-- Begin --

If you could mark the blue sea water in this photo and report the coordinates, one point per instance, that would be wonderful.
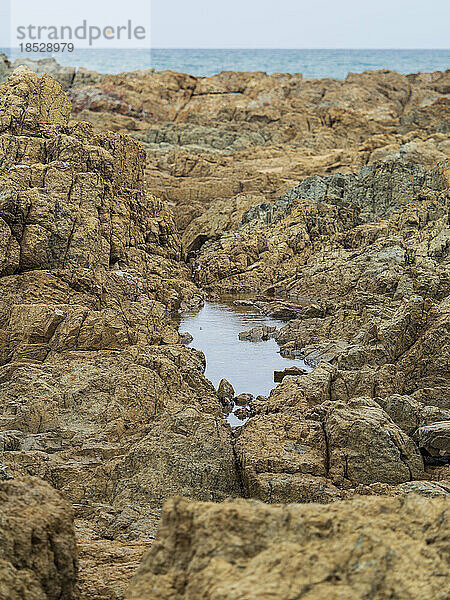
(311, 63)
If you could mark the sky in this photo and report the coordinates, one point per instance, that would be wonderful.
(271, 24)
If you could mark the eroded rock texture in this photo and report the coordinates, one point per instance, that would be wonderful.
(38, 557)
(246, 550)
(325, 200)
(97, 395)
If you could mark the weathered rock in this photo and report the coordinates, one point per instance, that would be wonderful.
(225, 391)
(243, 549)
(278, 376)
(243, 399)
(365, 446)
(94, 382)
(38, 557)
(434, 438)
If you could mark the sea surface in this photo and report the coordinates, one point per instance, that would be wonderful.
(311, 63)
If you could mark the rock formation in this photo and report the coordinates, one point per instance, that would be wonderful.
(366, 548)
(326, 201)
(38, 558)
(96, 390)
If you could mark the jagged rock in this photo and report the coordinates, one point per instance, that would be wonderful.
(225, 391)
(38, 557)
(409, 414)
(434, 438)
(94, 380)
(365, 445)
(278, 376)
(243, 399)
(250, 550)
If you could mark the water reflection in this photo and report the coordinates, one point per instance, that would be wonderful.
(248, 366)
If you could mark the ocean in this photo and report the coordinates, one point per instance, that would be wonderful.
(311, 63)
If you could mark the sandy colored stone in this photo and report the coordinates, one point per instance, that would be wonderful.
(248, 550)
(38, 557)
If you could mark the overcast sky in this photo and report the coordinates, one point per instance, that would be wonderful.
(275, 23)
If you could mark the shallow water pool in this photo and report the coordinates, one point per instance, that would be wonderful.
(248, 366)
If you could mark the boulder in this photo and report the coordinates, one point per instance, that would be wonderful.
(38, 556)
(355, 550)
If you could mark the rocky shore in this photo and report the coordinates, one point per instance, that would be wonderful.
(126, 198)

-- End --
-- Begin --

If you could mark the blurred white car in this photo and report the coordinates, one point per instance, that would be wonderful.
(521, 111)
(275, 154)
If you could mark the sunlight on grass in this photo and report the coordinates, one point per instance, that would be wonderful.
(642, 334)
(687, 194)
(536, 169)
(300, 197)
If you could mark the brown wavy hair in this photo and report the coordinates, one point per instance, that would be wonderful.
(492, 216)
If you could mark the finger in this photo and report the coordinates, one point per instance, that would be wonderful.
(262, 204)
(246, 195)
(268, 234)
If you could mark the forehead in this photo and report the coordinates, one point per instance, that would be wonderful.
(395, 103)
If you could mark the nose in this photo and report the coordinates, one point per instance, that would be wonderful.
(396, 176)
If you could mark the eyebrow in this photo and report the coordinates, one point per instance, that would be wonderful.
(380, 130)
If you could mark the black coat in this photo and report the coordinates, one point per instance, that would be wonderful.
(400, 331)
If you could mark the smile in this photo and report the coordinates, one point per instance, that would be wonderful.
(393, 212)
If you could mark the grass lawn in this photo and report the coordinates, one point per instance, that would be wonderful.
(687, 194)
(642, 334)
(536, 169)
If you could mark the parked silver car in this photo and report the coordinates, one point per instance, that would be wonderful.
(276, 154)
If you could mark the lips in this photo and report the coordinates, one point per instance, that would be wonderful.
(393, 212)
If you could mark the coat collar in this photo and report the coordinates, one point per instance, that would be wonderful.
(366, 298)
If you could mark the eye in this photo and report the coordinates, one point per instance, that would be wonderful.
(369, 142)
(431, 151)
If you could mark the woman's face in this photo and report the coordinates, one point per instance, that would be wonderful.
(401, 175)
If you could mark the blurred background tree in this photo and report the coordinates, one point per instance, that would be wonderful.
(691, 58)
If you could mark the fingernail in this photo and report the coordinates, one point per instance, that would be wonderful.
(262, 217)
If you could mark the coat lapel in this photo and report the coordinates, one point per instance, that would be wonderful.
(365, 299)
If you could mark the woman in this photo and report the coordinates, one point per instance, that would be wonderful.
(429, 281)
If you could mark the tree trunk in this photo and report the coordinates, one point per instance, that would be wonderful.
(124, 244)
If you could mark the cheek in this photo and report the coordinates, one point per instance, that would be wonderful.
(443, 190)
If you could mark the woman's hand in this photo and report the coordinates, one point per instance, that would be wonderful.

-- End --
-- Begin --

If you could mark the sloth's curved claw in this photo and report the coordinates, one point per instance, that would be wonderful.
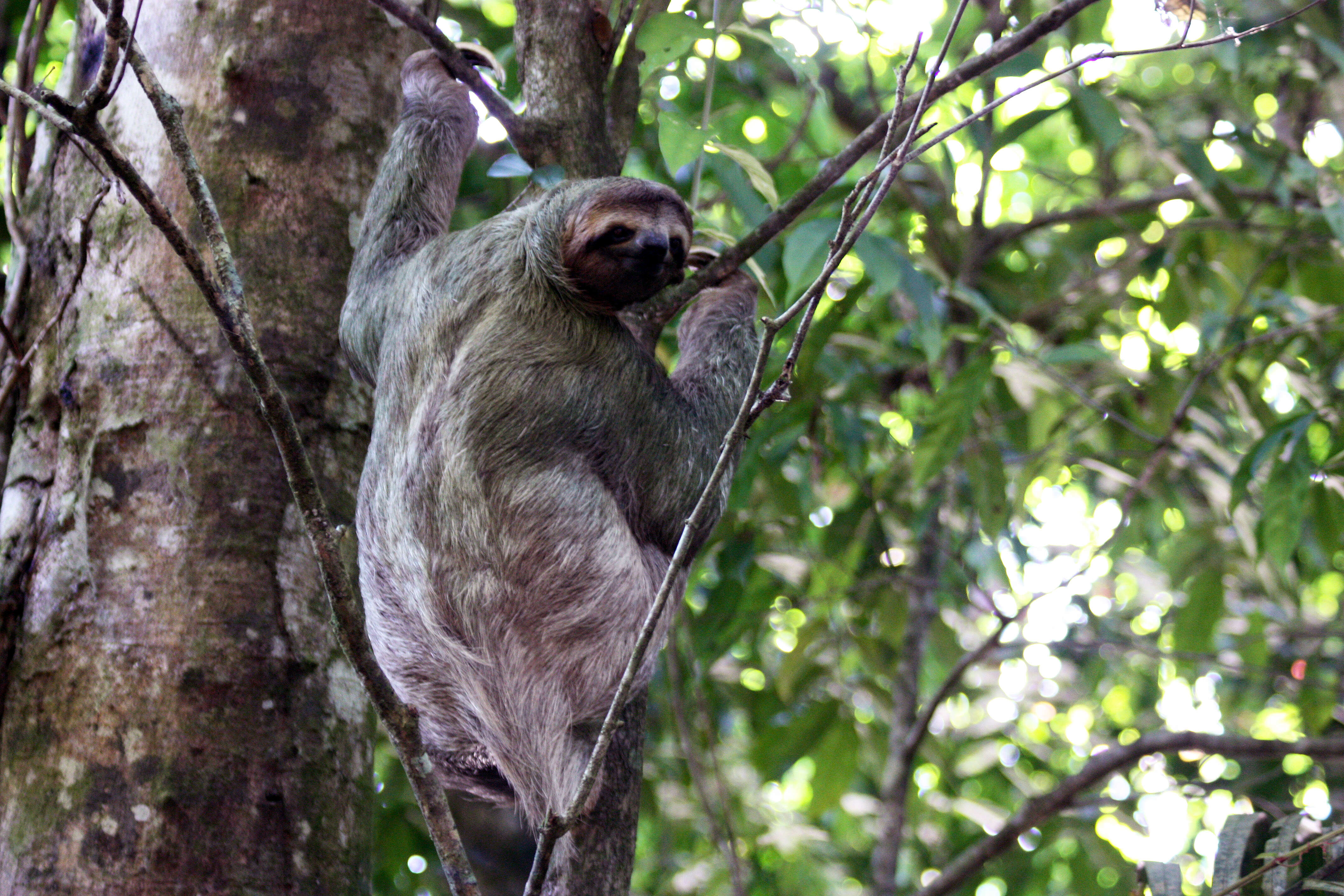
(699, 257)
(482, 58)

-- End --

» **Goal**: Rewrite the lines of the records from the line containing "If you could mark the grass" through the line containing "If you could mark the woman's hand", both included, as a JSON list of strings with one string per line and blank lines omitted.

» **Final result**:
[
  "If you could mark the grass lawn in this photo and report the coordinates, one point per instance, that would be wonderful.",
  "(687, 194)",
  "(642, 334)",
  "(536, 169)",
  "If you could mark the parked silver car in this photo and report the coordinates, one point per instance, that would be wonderful.",
  "(276, 154)",
  "If you could mark the lips in this photo and report the coordinates, one point per instance, that would be wonderful.",
  "(393, 212)",
  "If you could mark the coat collar in this photo and report the coordinates, one point per instance, that would be wonderful.",
  "(366, 298)",
  "If you could mark the eye in this photo and report the coordinates, one point per instance, that would be wonderful.",
  "(369, 142)",
  "(431, 151)",
  "If you could mark the woman's face in this photo and report the coordinates, one point per instance, that would be wonderful.",
  "(401, 175)",
  "If you could mark the blurred background tree in this photo and report the coordinates, one point per instance, that would be wonderful.",
  "(691, 58)",
  "If you could mark the fingernail in this photo and report the coordinates, one point per instance, that would be wonderful.",
  "(262, 217)",
  "If you could mark the coat lapel in this photo and report the coordinates, one point per instance, that would be wonderful.",
  "(365, 299)",
  "If you could mark the woman in this photo and report the coordinates, one point per instance, that would be wonderful.",
  "(429, 281)",
  "If you could mark the tree trunk in this photo and report the coordinates, one point per instance, that would be wonderful.",
  "(124, 244)",
  "If you could mark the cheek in this photo and report the coordinates, one point per instance, that would be wonderful.",
  "(443, 190)",
  "If you could mark the woman's hand in this photo and report the coordinates, one point per instance, that would be wonderful."
]